◆ TO BE DONE:
Filter the listing below down to the lines that contain the word "wristband", and copy each of those lines.

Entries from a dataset
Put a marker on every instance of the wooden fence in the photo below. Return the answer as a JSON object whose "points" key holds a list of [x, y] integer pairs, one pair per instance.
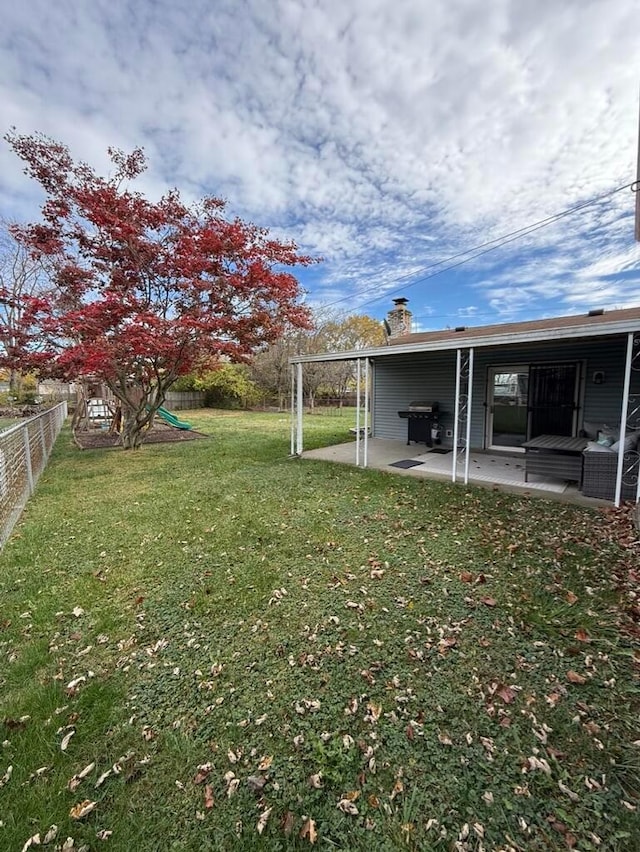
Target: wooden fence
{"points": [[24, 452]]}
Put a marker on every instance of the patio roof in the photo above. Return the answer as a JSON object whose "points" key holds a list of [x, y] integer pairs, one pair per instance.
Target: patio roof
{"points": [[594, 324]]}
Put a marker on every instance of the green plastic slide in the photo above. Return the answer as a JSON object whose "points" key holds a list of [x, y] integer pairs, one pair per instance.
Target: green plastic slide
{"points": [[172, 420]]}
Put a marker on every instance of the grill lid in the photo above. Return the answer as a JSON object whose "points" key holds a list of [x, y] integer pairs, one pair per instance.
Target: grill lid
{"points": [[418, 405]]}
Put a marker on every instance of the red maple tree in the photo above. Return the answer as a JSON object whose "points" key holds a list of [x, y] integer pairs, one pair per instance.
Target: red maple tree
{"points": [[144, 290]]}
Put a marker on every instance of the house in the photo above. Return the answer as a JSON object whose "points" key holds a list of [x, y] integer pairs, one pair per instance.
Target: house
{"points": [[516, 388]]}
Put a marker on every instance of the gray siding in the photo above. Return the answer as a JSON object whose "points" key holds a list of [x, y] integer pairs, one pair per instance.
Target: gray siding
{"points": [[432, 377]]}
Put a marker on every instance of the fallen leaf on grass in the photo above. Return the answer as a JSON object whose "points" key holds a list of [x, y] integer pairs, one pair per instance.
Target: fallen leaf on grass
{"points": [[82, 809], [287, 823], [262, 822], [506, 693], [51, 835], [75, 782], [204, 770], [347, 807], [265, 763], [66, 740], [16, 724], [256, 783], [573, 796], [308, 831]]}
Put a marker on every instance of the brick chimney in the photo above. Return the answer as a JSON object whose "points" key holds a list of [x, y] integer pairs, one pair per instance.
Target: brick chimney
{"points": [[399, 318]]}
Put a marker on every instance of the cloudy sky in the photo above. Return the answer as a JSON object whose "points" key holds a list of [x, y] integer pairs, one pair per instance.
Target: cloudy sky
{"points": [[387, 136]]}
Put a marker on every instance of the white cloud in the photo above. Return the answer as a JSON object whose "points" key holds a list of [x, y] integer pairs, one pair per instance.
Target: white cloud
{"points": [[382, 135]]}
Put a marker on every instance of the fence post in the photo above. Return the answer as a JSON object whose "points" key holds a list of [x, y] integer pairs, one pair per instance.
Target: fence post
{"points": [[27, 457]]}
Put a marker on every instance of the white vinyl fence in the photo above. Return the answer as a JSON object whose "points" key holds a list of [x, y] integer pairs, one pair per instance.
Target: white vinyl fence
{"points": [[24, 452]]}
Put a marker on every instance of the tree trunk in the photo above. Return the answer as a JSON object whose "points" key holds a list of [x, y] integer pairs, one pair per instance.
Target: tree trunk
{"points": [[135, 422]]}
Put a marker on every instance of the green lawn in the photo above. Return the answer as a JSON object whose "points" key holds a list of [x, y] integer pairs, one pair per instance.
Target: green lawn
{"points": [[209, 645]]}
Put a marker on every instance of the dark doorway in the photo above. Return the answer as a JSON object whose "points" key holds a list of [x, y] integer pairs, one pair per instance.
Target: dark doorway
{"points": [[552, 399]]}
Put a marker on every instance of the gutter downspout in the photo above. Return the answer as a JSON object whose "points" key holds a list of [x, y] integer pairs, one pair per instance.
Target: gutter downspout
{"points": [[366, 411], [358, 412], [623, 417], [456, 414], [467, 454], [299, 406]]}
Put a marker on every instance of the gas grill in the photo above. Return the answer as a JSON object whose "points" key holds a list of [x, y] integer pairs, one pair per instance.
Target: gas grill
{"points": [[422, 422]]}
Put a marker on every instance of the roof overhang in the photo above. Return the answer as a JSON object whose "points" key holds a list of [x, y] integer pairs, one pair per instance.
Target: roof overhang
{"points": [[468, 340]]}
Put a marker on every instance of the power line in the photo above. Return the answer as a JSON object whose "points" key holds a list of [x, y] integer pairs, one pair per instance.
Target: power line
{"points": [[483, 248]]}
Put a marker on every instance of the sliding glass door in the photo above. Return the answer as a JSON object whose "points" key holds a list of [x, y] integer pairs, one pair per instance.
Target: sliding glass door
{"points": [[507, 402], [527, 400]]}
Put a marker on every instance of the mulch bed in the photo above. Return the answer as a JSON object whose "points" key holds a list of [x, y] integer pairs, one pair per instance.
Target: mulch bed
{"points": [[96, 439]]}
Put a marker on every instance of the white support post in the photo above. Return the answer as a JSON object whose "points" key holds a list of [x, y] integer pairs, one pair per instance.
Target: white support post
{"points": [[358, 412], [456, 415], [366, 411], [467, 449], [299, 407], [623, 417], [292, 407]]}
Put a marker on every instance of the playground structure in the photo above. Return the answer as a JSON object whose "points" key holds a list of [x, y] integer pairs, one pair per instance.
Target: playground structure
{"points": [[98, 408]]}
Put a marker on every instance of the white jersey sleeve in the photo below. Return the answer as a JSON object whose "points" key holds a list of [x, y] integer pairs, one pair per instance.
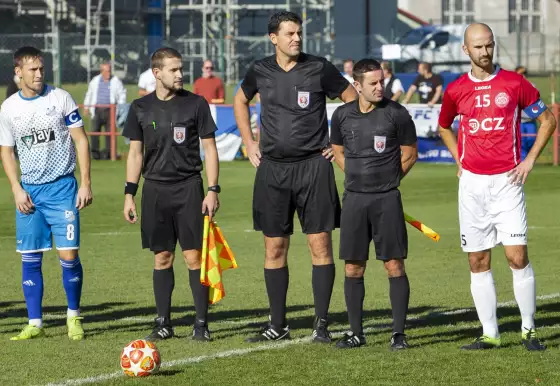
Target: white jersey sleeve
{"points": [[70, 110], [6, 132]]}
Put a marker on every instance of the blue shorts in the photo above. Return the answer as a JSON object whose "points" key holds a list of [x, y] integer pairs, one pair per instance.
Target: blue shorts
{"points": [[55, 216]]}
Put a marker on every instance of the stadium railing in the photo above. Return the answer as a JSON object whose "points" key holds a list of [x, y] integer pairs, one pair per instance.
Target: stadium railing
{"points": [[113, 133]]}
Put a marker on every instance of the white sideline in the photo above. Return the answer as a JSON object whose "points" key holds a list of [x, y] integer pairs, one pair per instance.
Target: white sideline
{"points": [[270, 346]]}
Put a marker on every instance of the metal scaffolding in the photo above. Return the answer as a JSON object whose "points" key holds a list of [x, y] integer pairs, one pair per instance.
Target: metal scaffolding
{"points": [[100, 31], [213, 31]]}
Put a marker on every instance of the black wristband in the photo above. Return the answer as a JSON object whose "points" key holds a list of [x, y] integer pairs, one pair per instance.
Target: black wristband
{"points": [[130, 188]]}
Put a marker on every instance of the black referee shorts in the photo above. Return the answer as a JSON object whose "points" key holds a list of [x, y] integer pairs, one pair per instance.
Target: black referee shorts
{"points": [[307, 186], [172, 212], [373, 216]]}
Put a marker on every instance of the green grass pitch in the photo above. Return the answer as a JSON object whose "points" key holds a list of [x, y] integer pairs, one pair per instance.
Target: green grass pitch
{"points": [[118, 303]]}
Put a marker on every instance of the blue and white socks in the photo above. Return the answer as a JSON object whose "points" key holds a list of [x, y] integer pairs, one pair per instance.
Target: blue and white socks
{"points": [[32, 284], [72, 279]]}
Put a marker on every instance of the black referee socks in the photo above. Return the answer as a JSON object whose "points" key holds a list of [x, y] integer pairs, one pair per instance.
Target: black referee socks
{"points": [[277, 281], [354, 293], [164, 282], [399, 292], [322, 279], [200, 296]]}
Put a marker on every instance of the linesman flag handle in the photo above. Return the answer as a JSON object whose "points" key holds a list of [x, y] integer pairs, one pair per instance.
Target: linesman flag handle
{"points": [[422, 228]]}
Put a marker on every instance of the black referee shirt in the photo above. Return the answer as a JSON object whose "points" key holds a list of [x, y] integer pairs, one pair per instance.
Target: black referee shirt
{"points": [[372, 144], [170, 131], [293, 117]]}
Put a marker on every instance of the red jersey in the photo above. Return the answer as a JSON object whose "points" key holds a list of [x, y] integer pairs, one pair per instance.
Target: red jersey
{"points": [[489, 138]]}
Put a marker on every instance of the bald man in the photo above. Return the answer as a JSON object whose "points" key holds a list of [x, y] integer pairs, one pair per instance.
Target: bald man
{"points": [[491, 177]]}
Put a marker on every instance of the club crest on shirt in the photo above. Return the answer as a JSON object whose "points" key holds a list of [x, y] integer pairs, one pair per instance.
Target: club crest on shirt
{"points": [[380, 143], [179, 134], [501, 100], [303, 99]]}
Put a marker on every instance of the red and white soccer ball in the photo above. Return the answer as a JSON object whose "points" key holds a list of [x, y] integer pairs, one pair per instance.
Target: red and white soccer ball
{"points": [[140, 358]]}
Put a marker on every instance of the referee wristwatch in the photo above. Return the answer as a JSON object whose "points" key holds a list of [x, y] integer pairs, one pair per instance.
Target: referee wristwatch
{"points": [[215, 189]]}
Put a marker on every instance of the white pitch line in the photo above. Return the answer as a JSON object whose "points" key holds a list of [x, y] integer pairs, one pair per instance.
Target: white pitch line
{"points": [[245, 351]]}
* * *
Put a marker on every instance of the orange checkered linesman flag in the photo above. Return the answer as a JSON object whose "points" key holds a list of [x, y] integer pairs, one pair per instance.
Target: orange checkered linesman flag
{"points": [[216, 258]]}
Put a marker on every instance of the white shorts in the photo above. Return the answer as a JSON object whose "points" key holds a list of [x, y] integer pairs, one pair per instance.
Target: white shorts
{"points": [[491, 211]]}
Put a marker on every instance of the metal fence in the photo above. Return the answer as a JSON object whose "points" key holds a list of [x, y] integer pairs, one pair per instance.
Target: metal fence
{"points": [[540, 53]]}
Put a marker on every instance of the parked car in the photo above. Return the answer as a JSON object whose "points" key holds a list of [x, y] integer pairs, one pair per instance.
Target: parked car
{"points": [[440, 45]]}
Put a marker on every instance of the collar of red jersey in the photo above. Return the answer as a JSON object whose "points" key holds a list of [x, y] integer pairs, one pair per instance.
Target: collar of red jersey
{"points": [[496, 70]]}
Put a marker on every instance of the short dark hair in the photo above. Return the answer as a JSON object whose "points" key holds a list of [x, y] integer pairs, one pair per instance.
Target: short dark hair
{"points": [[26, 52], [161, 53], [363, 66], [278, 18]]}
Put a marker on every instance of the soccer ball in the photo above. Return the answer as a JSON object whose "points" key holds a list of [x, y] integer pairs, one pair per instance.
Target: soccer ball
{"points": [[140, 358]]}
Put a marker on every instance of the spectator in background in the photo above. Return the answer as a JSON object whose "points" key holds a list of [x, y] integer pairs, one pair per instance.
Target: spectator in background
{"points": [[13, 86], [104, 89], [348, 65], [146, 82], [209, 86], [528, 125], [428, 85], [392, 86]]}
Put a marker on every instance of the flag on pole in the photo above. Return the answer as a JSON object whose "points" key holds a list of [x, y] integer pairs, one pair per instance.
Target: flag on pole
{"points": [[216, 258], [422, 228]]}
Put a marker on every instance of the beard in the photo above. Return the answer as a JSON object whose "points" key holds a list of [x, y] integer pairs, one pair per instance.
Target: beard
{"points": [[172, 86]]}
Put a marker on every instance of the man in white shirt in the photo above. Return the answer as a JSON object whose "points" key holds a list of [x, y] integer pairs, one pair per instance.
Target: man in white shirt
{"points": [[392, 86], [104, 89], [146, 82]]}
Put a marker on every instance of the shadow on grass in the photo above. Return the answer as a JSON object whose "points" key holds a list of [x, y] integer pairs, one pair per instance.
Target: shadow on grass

◆ REPLY TO THE TASK:
Put a marker on every instance of the black wristband in the photo above. Return the answer as a JSON object whose "points" key holds a list of [x, y] integer pairs, one pair per instance.
Target: black wristband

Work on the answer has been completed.